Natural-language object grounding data
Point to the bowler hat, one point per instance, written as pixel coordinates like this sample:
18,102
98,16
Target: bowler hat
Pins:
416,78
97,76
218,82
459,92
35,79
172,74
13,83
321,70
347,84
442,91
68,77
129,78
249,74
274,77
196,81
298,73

* What the task asks:
From the data above, pick out each line containing "bowler" and copy it.

* Finished task:
Point to the bowler hat, one point per instance, written as pixel coordinates like this sample:
Target: bowler hat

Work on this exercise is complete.